Stated problem
Rewrite the records below, replacing each "label" with "mark" and keeping everything else the same.
***** Given information *****
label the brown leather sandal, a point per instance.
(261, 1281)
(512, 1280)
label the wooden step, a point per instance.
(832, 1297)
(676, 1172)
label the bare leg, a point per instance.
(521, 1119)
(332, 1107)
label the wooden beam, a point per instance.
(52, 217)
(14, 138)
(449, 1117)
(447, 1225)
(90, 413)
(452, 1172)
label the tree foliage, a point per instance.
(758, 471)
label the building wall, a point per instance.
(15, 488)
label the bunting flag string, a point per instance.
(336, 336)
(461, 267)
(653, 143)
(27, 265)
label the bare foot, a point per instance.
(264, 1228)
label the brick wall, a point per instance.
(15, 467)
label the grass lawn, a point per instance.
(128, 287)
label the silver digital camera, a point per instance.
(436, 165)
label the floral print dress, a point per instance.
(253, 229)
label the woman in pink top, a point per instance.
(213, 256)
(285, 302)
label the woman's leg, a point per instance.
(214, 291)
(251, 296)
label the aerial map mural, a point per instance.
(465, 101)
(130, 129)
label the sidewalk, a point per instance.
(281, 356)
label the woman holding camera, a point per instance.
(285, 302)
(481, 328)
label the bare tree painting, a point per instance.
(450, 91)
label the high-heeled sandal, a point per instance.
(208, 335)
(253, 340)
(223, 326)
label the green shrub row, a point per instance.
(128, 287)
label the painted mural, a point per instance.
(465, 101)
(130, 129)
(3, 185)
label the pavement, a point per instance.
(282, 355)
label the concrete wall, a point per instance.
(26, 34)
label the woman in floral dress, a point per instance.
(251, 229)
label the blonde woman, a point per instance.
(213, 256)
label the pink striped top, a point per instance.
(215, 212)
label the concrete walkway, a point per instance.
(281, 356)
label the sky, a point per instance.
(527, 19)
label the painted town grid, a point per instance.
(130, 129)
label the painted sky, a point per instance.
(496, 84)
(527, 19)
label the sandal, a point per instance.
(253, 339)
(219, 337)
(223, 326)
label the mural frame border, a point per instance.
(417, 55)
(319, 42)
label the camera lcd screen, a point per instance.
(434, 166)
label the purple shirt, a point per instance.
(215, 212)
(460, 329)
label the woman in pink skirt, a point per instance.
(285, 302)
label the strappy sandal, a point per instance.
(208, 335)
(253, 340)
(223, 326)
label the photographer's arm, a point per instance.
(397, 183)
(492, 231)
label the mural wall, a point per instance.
*****
The completed task
mark the brown leather sandal, a point per instance.
(261, 1281)
(512, 1280)
mark the wooden step, a point per instance.
(832, 1297)
(676, 1172)
mark the bare leg, a point per instance.
(521, 1119)
(332, 1107)
mark the wooden beam, a point per instance.
(52, 217)
(14, 138)
(449, 1117)
(447, 1225)
(90, 413)
(452, 1172)
mark the tree foliage, a point per instance.
(758, 471)
mark the building wall, a point per instance.
(15, 488)
mark the bunting flag string, a point per instance.
(336, 336)
(461, 267)
(653, 143)
(27, 265)
mark the bare foot, a point per instance.
(264, 1228)
mark the brick wall, a point per instance.
(15, 467)
mark the grass lawn, a point per instance.
(128, 287)
mark the silver digital camera, a point per instance.
(436, 165)
mark the floral print dress, a point per instance.
(253, 229)
mark the woman in pink top, a point per instance.
(213, 256)
(285, 302)
mark the woman's leg, a point per instance.
(214, 291)
(251, 296)
mark the aerial map mural, a point per instance.
(465, 101)
(130, 129)
mark the sidewalk, a point per instance.
(281, 356)
mark the woman holding camera, a point per instance.
(285, 302)
(481, 328)
mark the bare tree painting, a point per instance.
(450, 91)
mark the high-heeled sandal, a point per instance.
(208, 335)
(253, 340)
(223, 326)
mark the green shrub row, a point per instance.
(128, 287)
mark the painted mural, a point per instance.
(465, 101)
(130, 129)
(3, 185)
mark the pavement, a point per instance.
(282, 355)
mark the concrete wall, a point per instance.
(26, 34)
mark the woman in floral dress, a point per instance.
(251, 229)
mark the blonde woman, a point per instance.
(213, 256)
mark the pink striped top, a point per instance.
(215, 212)
mark the concrete walkway, a point per instance.
(281, 356)
mark the sky, a point per instance.
(527, 19)
mark the painted town grid, a point per instance.
(130, 129)
mark the painted sky, a point per instance.
(496, 84)
(527, 19)
mark the sandal, a point per instance.
(253, 339)
(219, 337)
(223, 326)
mark the mural frame border, a point per instance.
(417, 55)
(319, 42)
mark the camera lcd screen, a point per instance.
(434, 166)
mark the purple shirt, a point per instance.
(215, 212)
(460, 329)
mark the woman in pink skirt, a point per instance.
(285, 302)
mark the strappy sandal, a point per instance.
(208, 335)
(253, 340)
(223, 326)
mark the photographer's arm, a point per instance.
(397, 183)
(492, 231)
mark the mural wall, a point per instance.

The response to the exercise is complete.